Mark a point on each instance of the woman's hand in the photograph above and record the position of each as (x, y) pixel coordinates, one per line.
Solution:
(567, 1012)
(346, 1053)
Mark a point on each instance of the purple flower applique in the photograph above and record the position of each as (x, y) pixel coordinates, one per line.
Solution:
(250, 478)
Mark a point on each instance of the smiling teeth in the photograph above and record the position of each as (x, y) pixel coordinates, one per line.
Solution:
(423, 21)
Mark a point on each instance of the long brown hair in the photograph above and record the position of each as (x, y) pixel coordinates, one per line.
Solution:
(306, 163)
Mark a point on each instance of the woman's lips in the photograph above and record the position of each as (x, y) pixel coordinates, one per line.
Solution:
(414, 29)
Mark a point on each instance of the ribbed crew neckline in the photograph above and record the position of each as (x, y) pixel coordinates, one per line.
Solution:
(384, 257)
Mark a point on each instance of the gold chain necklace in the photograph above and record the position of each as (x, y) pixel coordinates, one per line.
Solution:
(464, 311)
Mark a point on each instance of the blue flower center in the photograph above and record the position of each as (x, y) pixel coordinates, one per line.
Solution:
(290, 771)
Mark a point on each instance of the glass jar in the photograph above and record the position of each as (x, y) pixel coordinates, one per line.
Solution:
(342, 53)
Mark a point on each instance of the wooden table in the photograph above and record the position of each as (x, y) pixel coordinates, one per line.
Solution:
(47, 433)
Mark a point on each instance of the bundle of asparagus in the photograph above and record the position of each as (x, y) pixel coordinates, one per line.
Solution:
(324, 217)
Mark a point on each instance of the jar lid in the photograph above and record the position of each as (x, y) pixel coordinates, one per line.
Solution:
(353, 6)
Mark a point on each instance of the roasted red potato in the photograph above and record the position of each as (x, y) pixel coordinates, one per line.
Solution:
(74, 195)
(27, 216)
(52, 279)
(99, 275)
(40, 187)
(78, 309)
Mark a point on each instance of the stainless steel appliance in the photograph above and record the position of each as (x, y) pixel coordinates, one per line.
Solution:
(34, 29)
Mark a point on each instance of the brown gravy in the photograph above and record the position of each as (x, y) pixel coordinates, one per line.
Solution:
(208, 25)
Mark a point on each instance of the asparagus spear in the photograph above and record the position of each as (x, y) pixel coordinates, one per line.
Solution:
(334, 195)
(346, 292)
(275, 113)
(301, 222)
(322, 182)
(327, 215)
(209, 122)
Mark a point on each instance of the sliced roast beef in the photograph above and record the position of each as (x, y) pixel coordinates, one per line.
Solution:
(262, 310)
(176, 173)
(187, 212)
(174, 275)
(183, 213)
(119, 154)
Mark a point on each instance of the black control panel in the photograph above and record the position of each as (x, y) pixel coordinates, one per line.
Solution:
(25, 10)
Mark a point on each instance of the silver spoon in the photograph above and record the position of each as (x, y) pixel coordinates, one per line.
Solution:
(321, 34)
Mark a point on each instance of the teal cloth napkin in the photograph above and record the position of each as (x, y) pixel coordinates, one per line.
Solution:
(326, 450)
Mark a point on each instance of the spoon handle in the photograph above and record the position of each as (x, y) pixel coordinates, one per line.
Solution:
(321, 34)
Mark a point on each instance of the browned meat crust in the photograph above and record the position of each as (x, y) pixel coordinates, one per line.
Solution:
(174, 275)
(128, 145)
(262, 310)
========
> [Task directions] Where a line of the listing holds the string "spoon", copy that line.

> [Result below]
Mark a point on each instance of the silver spoon in the photograph above and record the position of each as (x, y) pixel coordinates, one per line.
Mark a point on each instance of the spoon handle in the photograph above and record the position of each as (x, y) pixel coordinates, one per line.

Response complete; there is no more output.